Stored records

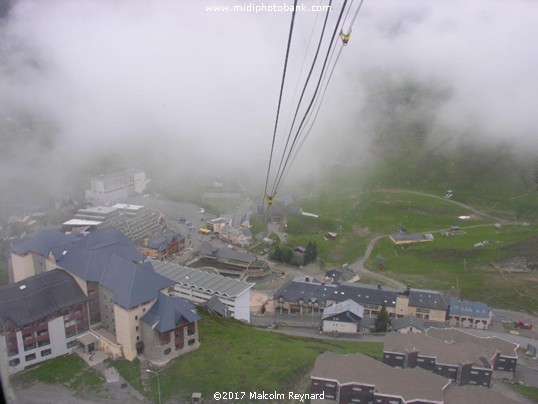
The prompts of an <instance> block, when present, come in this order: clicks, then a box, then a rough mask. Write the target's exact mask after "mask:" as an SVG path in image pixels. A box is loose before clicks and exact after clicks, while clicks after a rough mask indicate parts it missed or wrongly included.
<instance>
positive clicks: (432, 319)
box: [273, 277, 448, 322]
mask: <svg viewBox="0 0 538 404" xmlns="http://www.w3.org/2000/svg"><path fill="white" fill-rule="evenodd" d="M273 299H274V302H275V308H276V310H277V311H278V312H282V313H289V314H299V315H304V314H316V313H317V314H320V313H321V312H322V311H323V309H324V308H326V307H329V306H331V305H333V304H335V303H339V302H343V301H345V300H348V299H351V300H353V301H355V302H357V303H358V304H360V305H361V306H363V307H364V316H375V315H377V313H379V311H380V310H381V308H382V307H383V306H384V307H385V308H386V309H387V311H388V313H389V315H390V316H391V317H394V318H400V317H404V316H408V315H414V316H416V317H419V318H422V319H424V320H429V321H437V322H444V321H445V320H446V313H447V309H448V305H447V302H446V300H445V298H444V297H443V295H441V293H439V292H437V291H433V290H423V289H414V288H407V289H406V290H404V291H400V290H396V289H388V288H384V287H381V286H375V285H367V284H360V283H341V284H329V283H323V282H319V281H318V280H316V279H314V278H311V277H296V278H294V279H292V280H291V281H289V282H287V283H285V284H284V285H283V286H282V287H280V288H279V289H278V290H277V291H276V292H275V293H274V295H273Z"/></svg>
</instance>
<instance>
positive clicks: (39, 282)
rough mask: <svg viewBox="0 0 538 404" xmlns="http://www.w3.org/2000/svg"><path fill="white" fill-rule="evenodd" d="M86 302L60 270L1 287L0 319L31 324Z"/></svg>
mask: <svg viewBox="0 0 538 404" xmlns="http://www.w3.org/2000/svg"><path fill="white" fill-rule="evenodd" d="M85 301H86V296H85V295H84V293H83V292H82V290H81V289H80V287H79V286H78V284H77V283H76V281H75V280H74V279H73V277H72V276H71V275H69V274H68V273H67V272H65V271H62V270H61V269H54V270H52V271H48V272H43V273H41V274H38V275H35V276H32V277H30V278H27V279H24V280H22V281H20V282H17V283H13V284H10V285H6V286H1V287H0V319H1V320H2V321H3V322H5V321H6V320H7V319H8V318H9V319H11V320H12V321H13V322H15V323H16V324H17V325H18V326H24V325H27V324H31V323H33V322H35V321H37V320H39V319H42V318H43V317H46V316H47V315H49V314H52V313H54V312H56V311H58V310H60V309H63V308H65V307H69V306H71V305H73V304H76V303H82V302H85Z"/></svg>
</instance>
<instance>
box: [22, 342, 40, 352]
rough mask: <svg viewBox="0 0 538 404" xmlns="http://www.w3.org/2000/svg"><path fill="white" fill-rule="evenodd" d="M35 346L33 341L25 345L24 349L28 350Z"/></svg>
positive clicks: (25, 349) (34, 346)
mask: <svg viewBox="0 0 538 404" xmlns="http://www.w3.org/2000/svg"><path fill="white" fill-rule="evenodd" d="M36 347H37V345H36V344H35V343H33V344H29V345H25V346H24V350H25V351H29V350H31V349H34V348H36Z"/></svg>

- ASSIGNMENT
Produce an exact copy of the records above, leaving out the pictures.

- RESULT OF THE EXERCISE
The prompts of an <instance> block, when present, come in this order: clicks, then a box, then a rough mask. Write the target's exact mask after "mask:" as an SVG path in image pixels. A box is loose before clicks and exact after clicks, while clicks after a rough mask indicate parts it missed or wrongly included.
<instance>
positive clicks: (432, 319)
box: [273, 277, 448, 322]
mask: <svg viewBox="0 0 538 404" xmlns="http://www.w3.org/2000/svg"><path fill="white" fill-rule="evenodd" d="M273 299H274V302H275V308H276V310H277V311H278V312H282V313H289V314H299V315H304V314H316V313H317V314H320V313H321V312H322V311H323V309H324V308H326V307H329V306H331V305H333V304H335V303H339V302H343V301H345V300H348V299H351V300H353V301H355V302H357V303H358V304H360V305H361V306H363V307H364V316H375V315H377V313H379V311H380V310H381V308H382V307H383V306H384V307H385V308H386V309H387V311H388V313H389V315H390V316H391V317H394V318H400V317H404V316H408V315H414V316H416V317H419V318H422V319H424V320H429V321H437V322H444V321H445V320H446V313H447V309H448V305H447V302H446V300H445V298H444V297H443V295H441V293H439V292H437V291H433V290H423V289H414V288H407V289H406V290H404V291H400V290H396V289H388V288H384V287H381V286H375V285H367V284H360V283H341V284H329V283H323V282H319V281H318V280H316V279H314V278H311V277H296V278H294V279H292V280H291V281H289V282H287V283H285V284H284V285H283V286H282V287H280V288H279V289H278V290H277V291H276V292H275V293H274V295H273Z"/></svg>
</instance>
<instance>
positive clicks: (39, 282)
rough mask: <svg viewBox="0 0 538 404" xmlns="http://www.w3.org/2000/svg"><path fill="white" fill-rule="evenodd" d="M86 302L60 270L1 287L0 319L31 324Z"/></svg>
mask: <svg viewBox="0 0 538 404" xmlns="http://www.w3.org/2000/svg"><path fill="white" fill-rule="evenodd" d="M85 301H86V296H85V295H84V293H83V292H82V290H81V289H80V287H79V286H78V284H77V283H76V281H75V280H74V279H73V277H72V276H71V275H69V274H68V273H67V272H65V271H62V270H61V269H54V270H52V271H48V272H43V273H41V274H38V275H35V276H32V277H30V278H27V279H24V280H22V281H20V282H17V283H13V284H10V285H6V286H1V287H0V319H1V320H2V321H3V322H5V321H6V320H7V319H8V318H9V319H11V320H12V321H13V322H15V323H16V324H17V325H18V326H24V325H27V324H31V323H33V322H35V321H37V320H39V319H42V318H43V317H46V316H47V315H49V314H52V313H54V312H56V311H58V310H60V309H63V308H65V307H69V306H71V305H73V304H76V303H82V302H85Z"/></svg>
</instance>
<instance>
box: [22, 342, 40, 352]
rough mask: <svg viewBox="0 0 538 404" xmlns="http://www.w3.org/2000/svg"><path fill="white" fill-rule="evenodd" d="M35 346L33 341L25 345L24 349L28 350Z"/></svg>
positive clicks: (25, 349) (34, 346)
mask: <svg viewBox="0 0 538 404" xmlns="http://www.w3.org/2000/svg"><path fill="white" fill-rule="evenodd" d="M36 347H37V345H36V344H35V343H33V344H29V345H25V346H24V350H25V351H29V350H31V349H34V348H36Z"/></svg>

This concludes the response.